_BRIEF_. Please output every line of the items below as a Markdown table with the columns Number and Line, numbering the rows in order and skipping blank lines. Leave the pictures out of the answer.

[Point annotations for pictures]
━━━

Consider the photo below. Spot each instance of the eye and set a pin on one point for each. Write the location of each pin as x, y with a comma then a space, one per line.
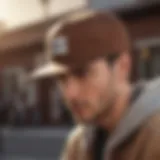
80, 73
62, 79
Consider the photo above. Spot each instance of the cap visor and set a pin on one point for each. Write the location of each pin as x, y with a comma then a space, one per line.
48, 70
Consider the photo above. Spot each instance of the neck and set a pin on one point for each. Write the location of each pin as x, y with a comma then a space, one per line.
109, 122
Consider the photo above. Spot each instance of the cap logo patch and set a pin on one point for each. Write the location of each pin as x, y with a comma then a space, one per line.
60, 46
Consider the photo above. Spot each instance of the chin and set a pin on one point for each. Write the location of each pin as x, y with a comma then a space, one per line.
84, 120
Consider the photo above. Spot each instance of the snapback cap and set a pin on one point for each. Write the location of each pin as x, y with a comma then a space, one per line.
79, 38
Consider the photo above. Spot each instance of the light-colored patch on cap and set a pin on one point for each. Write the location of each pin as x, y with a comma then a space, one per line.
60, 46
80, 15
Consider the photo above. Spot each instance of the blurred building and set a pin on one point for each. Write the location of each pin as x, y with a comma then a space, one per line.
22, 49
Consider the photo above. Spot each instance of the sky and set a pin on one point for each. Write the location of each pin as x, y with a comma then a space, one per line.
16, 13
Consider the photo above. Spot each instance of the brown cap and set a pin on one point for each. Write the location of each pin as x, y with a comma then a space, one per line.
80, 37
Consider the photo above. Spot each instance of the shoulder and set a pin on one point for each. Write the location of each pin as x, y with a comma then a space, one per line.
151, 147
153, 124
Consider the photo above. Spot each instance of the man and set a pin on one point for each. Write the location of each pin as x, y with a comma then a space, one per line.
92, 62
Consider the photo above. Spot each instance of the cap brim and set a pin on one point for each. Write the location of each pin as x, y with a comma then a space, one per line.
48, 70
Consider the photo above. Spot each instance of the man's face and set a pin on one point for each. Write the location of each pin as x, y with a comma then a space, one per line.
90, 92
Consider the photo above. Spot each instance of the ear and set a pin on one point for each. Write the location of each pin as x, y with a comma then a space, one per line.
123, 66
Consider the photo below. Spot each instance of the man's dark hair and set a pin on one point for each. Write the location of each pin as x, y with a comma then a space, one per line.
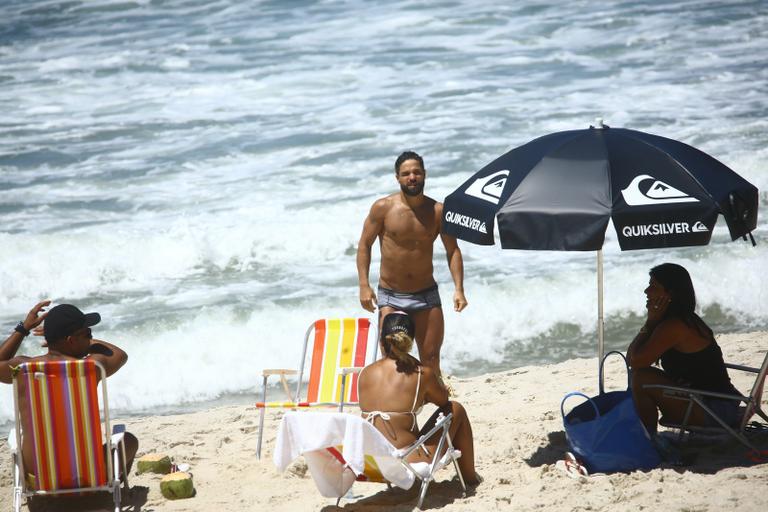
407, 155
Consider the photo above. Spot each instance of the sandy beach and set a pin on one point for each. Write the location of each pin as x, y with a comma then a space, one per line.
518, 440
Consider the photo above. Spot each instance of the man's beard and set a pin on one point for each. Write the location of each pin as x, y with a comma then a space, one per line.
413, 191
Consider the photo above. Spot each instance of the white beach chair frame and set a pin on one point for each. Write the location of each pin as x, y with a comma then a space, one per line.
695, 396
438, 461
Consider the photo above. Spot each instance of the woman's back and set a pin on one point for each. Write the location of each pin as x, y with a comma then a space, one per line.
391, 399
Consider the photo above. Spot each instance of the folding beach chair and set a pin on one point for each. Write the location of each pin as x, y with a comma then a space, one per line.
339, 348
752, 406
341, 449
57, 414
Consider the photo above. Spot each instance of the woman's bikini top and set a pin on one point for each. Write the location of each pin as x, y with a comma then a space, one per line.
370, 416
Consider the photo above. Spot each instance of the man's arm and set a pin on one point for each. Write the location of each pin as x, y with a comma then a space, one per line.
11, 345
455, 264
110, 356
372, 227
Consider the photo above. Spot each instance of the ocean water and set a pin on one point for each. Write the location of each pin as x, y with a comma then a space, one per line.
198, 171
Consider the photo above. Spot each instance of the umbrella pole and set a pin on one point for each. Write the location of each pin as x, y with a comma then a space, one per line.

━━━

_RESULT FOR THIS TASK_.
| Number | Line |
|---|---|
| 1 | Consider the photo below. Spot each instance of the eye and set a pin on one point for each. Write the location of each pin as x, y with a comma then a space, one per line. |
| 2 | 80, 73 |
| 3 | 62, 79 |
| 4 | Consider the photo above. Spot each instance of the cap visor and set a pin on one point for each. Write the location of each pin as x, y with a comma then a space, one per line. |
| 5 | 48, 70 |
| 6 | Consider the photo above. Spot each instance of the neck and set a pin on one point for each. Write the location of each pin as x, y with a comma then a space, one per line. |
| 7 | 109, 122 |
| 8 | Consider the photo above. Spot each instance of the cap logo patch and set a pin on one point for each. Write the location of each pin as x, y with a comma then a space, one per line. |
| 9 | 60, 46 |
| 10 | Consider the photo above. Spot each instance of the chin and set a pin on one point for each. Write the location of each pin as x, y with a comma then a space, one per line. |
| 11 | 84, 120 |
| 12 | Consider the photo above. Spot each instance of the snapback cap and set a pin on one point for each. Write the location of each pin as x, y with a comma then a space, one per line. |
| 13 | 79, 38 |
| 14 | Consider the photo above. Spot each instance of the light-colored patch on cap and set a pin on one point for each. Write the location of each pin as x, y with a comma then a space, one per line. |
| 15 | 60, 46 |
| 16 | 80, 15 |
| 17 | Consider the photo above. Spot each instance of the blurred building and set a pin on one point for each. Write the location of each pin as x, y with a comma then a space, one per line. |
| 18 | 22, 49 |
| 19 | Consider the photo above. Spot each instance of the sky and set a pin on one point for each. Write the location of each pin as x, y with a comma then a space, one per line. |
| 20 | 16, 13 |
| 21 | Consider the photo above. Spot each instance of the brown cap and set a pin on one point for each. Write the location of each pin as x, y with a comma then a space, one per line. |
| 22 | 80, 37 |
| 23 | Consider the photo above. Spot each instance of the shoulder and set a pin on one point for each. Write the location of each pin as x, y with a comma then a space, one per line. |
| 24 | 151, 147 |
| 25 | 153, 124 |
| 26 | Consider the photo above. Spot each instance of the man and set a pin on one point for each. Write the location of each pin as x, y with a comma then a space, one per line. |
| 27 | 92, 62 |
| 28 | Consider the photo above. Spot each instance of the cap brim and set a pin on one point for each. Write the location of each pin as x, y with a comma then a space, one per line. |
| 29 | 48, 70 |
| 30 | Consider the photo above. Spot each instance of the man's face and set a pin on one point for each. Write the location of each pin as x, y with a comma then a space, one per line. |
| 31 | 90, 92 |
| 32 | Consider the photo above. Spot each instance of the ear and set a pin on one point for each. Write the location of each pin as x, y with a comma then a space, one per line. |
| 33 | 123, 66 |
| 34 | Consider the photo below. Spot each instance of the man's dark hair and set a pin on one point for each. Write the location of each pin as x, y with a comma then a space, one per line. |
| 35 | 407, 155 |
| 36 | Consider the photo above. Spot each instance of the sandy beach and set a pin on one point for each. Write the location of each pin as x, y with a comma then a space, one per line. |
| 37 | 518, 440 |
| 38 | Consider the photo above. Spot each instance of the man's beard and set a pin on one point for each. Write the location of each pin as x, y with a comma then a space, one per line. |
| 39 | 413, 191 |
| 40 | Consider the photo above. Spot each instance of the white beach chair frame and set a pin on one point for each. Write the location of each pin as x, y with a comma then a space, one per line. |
| 41 | 695, 396 |
| 42 | 438, 461 |
| 43 | Consider the photo above. Spot each instance of the woman's back and set a pin on one point for each. Write the location of each pin as x, y with a comma then a space, one per line. |
| 44 | 391, 399 |
| 45 | Consider the photo above. Spot each instance of the folding beach chair and set a pin on one point for each. Write the location of each pin as x, y with a comma then a space, one per line. |
| 46 | 339, 348 |
| 47 | 752, 406 |
| 48 | 341, 449 |
| 49 | 57, 414 |
| 50 | Consider the photo above. Spot each instance of the woman's bikini top and set a pin on one point for each. Write the location of each pin as x, y with a comma then a space, one per line. |
| 51 | 370, 416 |
| 52 | Consider the photo above. Spot each instance of the man's arm and set a pin on one point for each. Write the location of each pin as x, y with a comma then a space, one per line. |
| 53 | 11, 345 |
| 54 | 455, 264 |
| 55 | 110, 356 |
| 56 | 372, 227 |
| 57 | Consider the photo above. Spot each instance of the ocean water and set a pin on one point for each. Write the location of each pin as x, y with a comma then a space, one per line. |
| 58 | 198, 171 |
| 59 | Consider the photo above. Spot each instance of the umbrella pole and set a pin on one point for each. Write the location of each pin as x, y with a comma then a space, one per line. |